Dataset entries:
==*==

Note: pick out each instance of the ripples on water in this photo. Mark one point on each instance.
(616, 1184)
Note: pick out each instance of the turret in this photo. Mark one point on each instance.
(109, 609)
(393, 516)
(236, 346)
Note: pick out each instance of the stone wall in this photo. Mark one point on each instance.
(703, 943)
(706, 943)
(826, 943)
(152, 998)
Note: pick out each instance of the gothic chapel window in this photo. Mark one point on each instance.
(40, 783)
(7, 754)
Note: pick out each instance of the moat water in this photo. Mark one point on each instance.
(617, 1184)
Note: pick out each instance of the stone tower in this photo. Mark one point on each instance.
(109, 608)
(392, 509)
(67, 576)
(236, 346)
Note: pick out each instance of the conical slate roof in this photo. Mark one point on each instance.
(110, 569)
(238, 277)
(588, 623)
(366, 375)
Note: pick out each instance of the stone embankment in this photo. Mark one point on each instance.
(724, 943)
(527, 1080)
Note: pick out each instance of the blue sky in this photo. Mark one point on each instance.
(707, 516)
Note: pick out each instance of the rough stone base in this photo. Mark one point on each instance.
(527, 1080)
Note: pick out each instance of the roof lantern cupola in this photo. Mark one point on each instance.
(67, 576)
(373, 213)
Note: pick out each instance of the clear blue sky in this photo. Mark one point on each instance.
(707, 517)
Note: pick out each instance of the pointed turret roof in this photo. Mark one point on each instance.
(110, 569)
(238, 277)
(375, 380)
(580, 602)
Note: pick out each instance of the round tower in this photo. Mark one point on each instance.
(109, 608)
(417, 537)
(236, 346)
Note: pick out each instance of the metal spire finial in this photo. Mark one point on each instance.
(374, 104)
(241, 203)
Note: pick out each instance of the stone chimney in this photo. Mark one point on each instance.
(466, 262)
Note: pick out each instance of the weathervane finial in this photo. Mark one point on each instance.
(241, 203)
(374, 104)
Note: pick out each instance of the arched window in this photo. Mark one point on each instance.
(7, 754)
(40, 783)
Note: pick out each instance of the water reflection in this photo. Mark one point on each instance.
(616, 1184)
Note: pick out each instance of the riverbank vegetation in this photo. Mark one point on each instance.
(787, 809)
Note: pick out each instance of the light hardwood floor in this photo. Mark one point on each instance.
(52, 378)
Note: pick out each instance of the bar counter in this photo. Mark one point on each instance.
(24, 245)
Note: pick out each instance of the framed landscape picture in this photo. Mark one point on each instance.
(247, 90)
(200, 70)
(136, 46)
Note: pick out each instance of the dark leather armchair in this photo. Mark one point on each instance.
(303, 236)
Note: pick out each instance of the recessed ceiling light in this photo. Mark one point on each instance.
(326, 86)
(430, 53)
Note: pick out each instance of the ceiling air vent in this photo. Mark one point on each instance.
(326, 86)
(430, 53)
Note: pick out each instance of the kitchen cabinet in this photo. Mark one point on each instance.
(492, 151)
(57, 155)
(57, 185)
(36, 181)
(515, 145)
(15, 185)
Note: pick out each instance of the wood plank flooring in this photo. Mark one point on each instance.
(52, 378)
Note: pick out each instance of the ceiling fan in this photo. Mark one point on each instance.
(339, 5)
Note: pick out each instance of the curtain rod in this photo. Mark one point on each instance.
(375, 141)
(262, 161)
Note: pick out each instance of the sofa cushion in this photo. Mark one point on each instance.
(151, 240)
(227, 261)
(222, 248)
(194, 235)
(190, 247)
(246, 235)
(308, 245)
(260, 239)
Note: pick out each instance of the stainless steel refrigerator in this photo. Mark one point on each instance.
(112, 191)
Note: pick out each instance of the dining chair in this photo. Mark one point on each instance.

==*==

Every line of the data above is to be repeated exactly.

OUTPUT OF THE TASK:
Note: pick out each instance of the ripples on water in this photo. Mark one point on each instance.
(616, 1184)
Note: pick out each instance of the turret in this photo. Mark one point on each instance.
(109, 609)
(393, 516)
(236, 346)
Note: pick out each instance of the stone wall in this photo. Mark one point on each instance.
(703, 943)
(706, 943)
(826, 943)
(152, 998)
Note: pick out each instance of the gothic chapel window in this photo. Mark one point on each instance.
(40, 783)
(7, 754)
Note: pick out each instance of the moat water in this photo. Mark one point on each instance.
(617, 1184)
Note: pick out each instance of the stone tower in this photo. Mark one point on each instance.
(109, 608)
(392, 509)
(67, 576)
(236, 346)
Note: pick out each instance of the conical slate roof in this photo. Mark one point on each instance.
(110, 569)
(238, 277)
(588, 623)
(366, 375)
Note: pick out each instance of the stone embankment in this photo. Mark one point on each instance.
(724, 943)
(527, 1080)
Note: pick out each instance of the blue sky in this photo. Mark one point on each instance.
(707, 516)
Note: pick out each instance of the rough stone base in this photo. Mark one point on each instance.
(527, 1080)
Note: pick out each instance of the roof lantern cupola in this photo. Mark one point on each instance.
(67, 576)
(373, 213)
Note: pick out each instance of the clear blue sky in this photo. Mark one point on each instance.
(707, 517)
Note: pick out each instance of the pointed turret roof in this photo. Mark one point on each instance.
(110, 569)
(238, 277)
(375, 380)
(580, 602)
Note: pick out each instance of the round tower in this photo. Mark one point on each instance.
(109, 608)
(417, 537)
(236, 346)
Note: pick out each instance of the metal spire finial in this photo. Mark one point on each instance.
(374, 104)
(241, 203)
Note: pick out each instance of the stone chimney in this photo. Mark one point on each instance.
(466, 262)
Note: pick out each instance of the weathervane finial in this photo. Mark one point on each instance.
(241, 203)
(374, 104)
Note: pick out each instance of the arched window in this photo. Mark one point on each instance.
(7, 754)
(40, 783)
Note: pick out each instance of the water reflection in this photo. Mark one point on each instance.
(616, 1184)
Note: pick out each instance of the riverbank vegetation in this photo. Mark one point on each instance.
(787, 809)
Note: pick out each instance of the light hardwood floor in this photo. Mark one point on each instance.
(52, 378)
Note: pick out each instance of the bar counter in this photo. Mark one point on each instance.
(24, 245)
Note: pick out each instance of the framed landscape picture in this photo. Mark one point on each instance.
(247, 90)
(200, 70)
(136, 46)
Note: pick out each instance of the dark leather armchair in this photo. Mark one point on each instance.
(303, 236)
Note: pick out each instance of the recessed ceiling light in this photo. Mark one point on each instance.
(326, 86)
(430, 53)
Note: pick out each instance of the ceiling air vent in this photo. Mark one point on each instance.
(326, 86)
(430, 53)
Note: pick out each instance of the kitchen cabinet in this photo. Mark one point on each instance.
(492, 151)
(57, 155)
(57, 185)
(36, 181)
(515, 145)
(15, 185)
Note: pick out each instance of the wood plank flooring in this photo. Mark one point on each instance.
(52, 378)
Note: pick out each instance of the ceiling fan in this photo. Mark one point on each instance.
(339, 5)
Note: pick out each instance of the curtain rod in this photo. Mark one point on each instance.
(375, 141)
(262, 161)
Note: pick out each instance of the sofa cushion in this photo. Mark one point on each instance.
(151, 240)
(227, 261)
(222, 248)
(194, 235)
(190, 247)
(246, 235)
(308, 245)
(260, 239)
Note: pick out each instance of the stainless steel refrigerator in this photo. Mark one point on each instance.
(112, 191)
Note: pick out each instance of the dining chair in this photo. Mark one point on each instance.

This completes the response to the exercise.